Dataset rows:
[Begin]
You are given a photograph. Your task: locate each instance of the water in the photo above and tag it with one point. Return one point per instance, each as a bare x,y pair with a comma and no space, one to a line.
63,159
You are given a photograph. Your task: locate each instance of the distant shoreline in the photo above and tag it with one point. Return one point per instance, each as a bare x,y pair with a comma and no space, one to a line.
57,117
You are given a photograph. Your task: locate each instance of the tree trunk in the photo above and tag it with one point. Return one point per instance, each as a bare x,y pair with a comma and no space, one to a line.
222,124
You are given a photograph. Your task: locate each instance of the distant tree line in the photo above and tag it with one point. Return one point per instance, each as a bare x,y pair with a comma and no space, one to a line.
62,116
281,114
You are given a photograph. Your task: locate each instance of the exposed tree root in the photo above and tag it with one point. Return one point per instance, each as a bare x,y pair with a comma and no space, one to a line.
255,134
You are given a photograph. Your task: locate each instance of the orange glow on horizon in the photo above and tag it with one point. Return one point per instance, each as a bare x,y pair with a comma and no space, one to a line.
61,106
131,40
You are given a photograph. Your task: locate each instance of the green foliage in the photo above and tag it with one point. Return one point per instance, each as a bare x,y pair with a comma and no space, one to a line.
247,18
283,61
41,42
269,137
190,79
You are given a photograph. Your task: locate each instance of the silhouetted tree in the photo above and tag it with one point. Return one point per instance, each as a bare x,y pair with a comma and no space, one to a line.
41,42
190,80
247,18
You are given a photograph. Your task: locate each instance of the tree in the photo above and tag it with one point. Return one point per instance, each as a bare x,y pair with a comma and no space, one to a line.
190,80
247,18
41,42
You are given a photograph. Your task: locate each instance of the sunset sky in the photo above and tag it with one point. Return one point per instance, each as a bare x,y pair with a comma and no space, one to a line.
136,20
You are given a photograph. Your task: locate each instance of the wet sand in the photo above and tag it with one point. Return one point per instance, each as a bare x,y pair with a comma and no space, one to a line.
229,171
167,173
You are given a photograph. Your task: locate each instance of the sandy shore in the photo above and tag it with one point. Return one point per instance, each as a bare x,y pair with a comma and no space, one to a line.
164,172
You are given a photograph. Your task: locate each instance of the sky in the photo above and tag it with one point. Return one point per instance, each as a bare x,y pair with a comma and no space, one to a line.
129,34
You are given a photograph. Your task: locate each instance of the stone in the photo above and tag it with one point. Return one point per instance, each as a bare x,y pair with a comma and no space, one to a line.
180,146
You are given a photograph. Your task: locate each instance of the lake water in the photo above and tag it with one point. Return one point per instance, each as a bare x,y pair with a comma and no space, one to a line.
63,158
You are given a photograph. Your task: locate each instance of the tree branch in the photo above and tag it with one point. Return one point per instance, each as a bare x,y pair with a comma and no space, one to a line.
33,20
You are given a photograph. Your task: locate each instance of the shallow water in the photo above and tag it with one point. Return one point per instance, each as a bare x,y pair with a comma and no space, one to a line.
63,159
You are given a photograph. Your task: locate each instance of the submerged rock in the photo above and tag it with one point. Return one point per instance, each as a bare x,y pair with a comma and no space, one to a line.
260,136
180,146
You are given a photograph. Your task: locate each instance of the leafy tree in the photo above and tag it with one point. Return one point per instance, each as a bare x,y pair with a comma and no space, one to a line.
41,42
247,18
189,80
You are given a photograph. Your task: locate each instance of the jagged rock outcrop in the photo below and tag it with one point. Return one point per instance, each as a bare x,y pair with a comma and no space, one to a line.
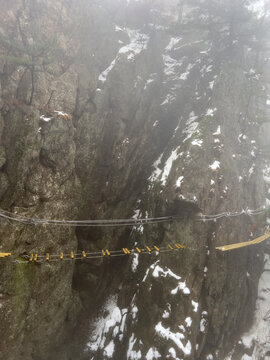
120,109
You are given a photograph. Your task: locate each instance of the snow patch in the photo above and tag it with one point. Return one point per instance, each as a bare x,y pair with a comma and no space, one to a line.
168,166
152,354
182,287
179,181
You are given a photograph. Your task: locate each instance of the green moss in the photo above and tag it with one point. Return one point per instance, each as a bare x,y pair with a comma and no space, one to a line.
22,279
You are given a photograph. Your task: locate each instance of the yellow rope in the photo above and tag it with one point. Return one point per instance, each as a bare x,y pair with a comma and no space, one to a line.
258,240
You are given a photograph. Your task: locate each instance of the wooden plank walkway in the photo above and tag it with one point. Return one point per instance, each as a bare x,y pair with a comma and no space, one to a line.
258,240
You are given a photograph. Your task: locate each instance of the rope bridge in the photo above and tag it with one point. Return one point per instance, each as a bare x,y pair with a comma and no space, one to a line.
35,257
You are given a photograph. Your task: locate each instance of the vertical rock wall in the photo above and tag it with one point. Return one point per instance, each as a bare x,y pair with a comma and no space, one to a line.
113,110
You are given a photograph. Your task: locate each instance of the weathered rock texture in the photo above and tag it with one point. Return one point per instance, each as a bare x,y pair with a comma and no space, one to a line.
115,108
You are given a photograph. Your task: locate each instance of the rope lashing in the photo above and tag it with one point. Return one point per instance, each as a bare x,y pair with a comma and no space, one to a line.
100,254
110,222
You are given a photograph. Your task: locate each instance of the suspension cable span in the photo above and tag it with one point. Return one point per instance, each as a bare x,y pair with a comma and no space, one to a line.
110,222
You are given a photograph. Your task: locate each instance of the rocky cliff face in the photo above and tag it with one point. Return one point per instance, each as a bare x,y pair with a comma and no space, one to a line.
120,109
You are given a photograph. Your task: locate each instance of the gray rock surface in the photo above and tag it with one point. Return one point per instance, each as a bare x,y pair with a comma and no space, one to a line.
111,109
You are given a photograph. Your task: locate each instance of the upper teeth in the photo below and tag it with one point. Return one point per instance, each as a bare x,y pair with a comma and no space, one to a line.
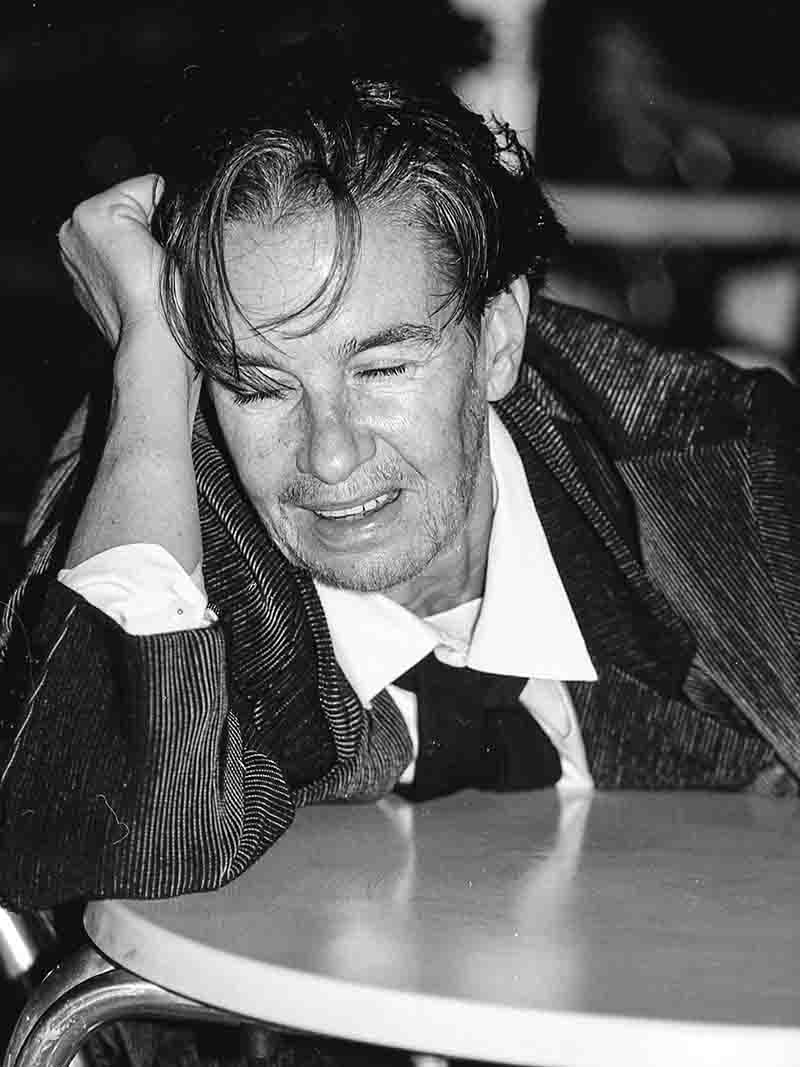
358,509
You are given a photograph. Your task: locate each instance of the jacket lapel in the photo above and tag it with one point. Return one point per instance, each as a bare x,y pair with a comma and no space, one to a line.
591,531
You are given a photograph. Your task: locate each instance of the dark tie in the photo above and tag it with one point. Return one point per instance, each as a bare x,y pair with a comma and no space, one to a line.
475,733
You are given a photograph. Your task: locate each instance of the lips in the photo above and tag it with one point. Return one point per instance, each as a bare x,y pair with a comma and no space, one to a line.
357,510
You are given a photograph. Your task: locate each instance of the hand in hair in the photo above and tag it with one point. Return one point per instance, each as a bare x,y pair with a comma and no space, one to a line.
112,258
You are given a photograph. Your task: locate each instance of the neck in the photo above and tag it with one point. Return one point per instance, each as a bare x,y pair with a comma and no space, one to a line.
459,572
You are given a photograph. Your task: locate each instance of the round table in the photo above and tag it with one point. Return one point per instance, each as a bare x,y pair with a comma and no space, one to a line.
616,928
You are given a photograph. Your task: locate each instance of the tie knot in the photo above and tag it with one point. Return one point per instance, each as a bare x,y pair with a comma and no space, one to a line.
474,732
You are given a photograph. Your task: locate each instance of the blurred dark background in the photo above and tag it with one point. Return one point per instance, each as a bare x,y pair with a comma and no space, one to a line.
686,115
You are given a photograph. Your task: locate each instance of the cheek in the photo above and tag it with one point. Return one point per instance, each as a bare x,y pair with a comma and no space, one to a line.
262,458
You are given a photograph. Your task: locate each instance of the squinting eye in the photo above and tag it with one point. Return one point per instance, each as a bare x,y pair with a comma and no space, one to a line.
399,368
272,394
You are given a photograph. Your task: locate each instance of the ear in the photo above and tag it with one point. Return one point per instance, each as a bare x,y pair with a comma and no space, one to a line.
504,329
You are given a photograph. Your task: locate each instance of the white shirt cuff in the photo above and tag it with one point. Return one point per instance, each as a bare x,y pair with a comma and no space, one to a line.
143,588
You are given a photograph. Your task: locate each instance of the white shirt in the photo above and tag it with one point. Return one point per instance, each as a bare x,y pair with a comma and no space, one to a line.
523,625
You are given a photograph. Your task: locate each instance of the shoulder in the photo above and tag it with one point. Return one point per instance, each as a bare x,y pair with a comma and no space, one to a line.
633,392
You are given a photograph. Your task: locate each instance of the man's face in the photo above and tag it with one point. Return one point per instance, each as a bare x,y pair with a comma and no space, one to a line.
363,444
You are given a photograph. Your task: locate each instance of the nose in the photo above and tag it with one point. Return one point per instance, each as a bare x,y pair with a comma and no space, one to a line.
333,443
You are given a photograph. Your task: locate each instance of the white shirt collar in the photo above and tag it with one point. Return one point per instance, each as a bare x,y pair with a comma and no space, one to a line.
525,623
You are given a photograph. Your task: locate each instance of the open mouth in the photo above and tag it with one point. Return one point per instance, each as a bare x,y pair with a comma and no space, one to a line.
358,510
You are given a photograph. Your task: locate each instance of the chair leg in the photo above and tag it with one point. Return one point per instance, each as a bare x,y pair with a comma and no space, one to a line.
83,993
70,972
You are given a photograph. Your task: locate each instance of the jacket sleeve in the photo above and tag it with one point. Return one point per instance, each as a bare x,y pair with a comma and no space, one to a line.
124,770
720,529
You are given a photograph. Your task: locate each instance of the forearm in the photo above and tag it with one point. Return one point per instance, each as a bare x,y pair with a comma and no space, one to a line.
127,774
144,490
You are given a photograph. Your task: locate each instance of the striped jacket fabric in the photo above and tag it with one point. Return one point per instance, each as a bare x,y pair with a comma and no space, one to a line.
668,482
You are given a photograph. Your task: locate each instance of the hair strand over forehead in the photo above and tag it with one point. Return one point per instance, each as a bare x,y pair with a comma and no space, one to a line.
313,139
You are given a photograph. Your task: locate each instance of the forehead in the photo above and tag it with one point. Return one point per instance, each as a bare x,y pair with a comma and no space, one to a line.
276,272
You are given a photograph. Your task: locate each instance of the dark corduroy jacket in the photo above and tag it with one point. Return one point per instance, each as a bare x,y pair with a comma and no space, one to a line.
668,483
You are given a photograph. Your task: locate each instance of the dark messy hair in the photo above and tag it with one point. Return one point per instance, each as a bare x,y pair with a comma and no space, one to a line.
304,136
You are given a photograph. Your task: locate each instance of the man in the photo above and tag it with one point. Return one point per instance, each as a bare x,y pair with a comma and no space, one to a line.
342,436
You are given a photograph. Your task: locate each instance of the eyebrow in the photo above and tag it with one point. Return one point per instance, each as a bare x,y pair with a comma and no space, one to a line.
401,333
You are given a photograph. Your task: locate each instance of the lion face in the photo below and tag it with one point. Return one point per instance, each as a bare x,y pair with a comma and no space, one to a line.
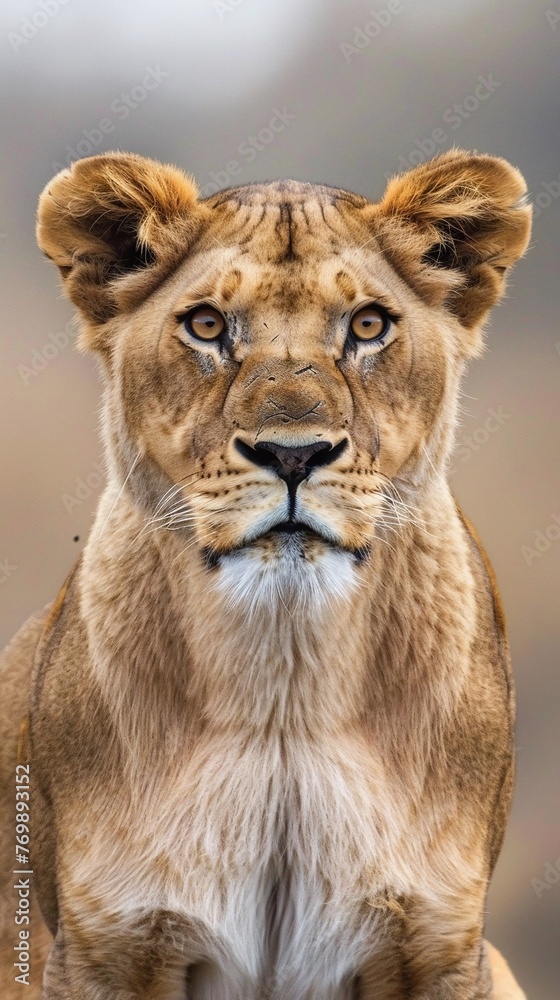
283,359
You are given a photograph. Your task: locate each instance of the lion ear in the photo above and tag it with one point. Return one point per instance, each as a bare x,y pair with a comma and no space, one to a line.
115,225
452,228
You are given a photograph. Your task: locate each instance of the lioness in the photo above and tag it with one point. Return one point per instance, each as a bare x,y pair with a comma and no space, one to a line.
270,724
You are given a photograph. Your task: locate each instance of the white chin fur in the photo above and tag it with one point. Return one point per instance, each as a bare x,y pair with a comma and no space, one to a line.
254,581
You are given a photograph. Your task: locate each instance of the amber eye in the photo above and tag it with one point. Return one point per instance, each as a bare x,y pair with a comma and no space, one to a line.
205,322
369,323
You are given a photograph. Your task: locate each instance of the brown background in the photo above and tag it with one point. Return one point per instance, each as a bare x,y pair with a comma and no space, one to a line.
356,114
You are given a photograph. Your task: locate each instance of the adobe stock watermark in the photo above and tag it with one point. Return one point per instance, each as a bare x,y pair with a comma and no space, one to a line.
379,19
454,116
7,569
43,356
551,877
85,487
30,26
470,443
248,150
121,108
543,541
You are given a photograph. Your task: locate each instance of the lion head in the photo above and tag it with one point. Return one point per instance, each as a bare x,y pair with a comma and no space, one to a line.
282,360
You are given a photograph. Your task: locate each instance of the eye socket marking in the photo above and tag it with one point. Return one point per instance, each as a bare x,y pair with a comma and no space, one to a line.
370,323
204,322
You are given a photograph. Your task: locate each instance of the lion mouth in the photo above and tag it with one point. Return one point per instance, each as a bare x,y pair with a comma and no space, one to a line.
294,532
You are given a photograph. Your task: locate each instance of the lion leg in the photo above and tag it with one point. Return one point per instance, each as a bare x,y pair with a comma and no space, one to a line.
495,981
15,672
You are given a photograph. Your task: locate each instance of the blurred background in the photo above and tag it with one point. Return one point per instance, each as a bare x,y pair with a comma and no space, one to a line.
347,94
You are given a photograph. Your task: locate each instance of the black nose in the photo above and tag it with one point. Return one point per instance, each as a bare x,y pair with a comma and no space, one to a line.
293,465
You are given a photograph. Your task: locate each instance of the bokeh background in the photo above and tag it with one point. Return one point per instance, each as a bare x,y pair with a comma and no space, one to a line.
356,90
[End]
Rewrite in full every line, starting with the line containing "the lion head" and continuing through the final line. Multiply each coordinate in the answers by 1.45 and round it to the nearest whole number, with halves rounded up.

You are given a photograph. Your task: locate each instance of the lion head in the photo above and tag it with one point. Return one point per instance, each as a bare x,y pair with a comma and no space, one to a line.
409,522
You are given a photograph. Your task: locate each instance of the eye socket marking in the photo above and tag it with one point. Return one point per instance, each as a bare x,y pair with a comma and no space, one to a line.
537,468
296,467
You are given a photograph. Your task: locate each instance of the lion mouth in the photo above and tag it with one point. Return one point per instance, each as a bare x,y pair with a comma and no space, one to a line.
426,771
You are given a photograph. Your task: locate each instance of the lion leg in the photo above and tag it with one point. Return one point per instance, each as a bare x,y pair with a comma and no space, one to a line.
718,1422
22,974
You are given a photograph. Your task: locate each instance of the blurred background in the photo above and tag it with one point. Return one point per instance, each as a bare x,y pair with a comma and no space, one to a line.
503,136
You are given a photograph. Your task: locate each instance of the black nose in the photo above and tag it with one point. Return one point per instance, each as a bare x,y pair with a comma and no space, one to a line.
425,674
You are given a photograph. Your task: locate each instance of the bokeh background in the photo above and tag it with one point. Return one point per instance, each as a bare x,y pair with a comma and no space, one to a line.
516,131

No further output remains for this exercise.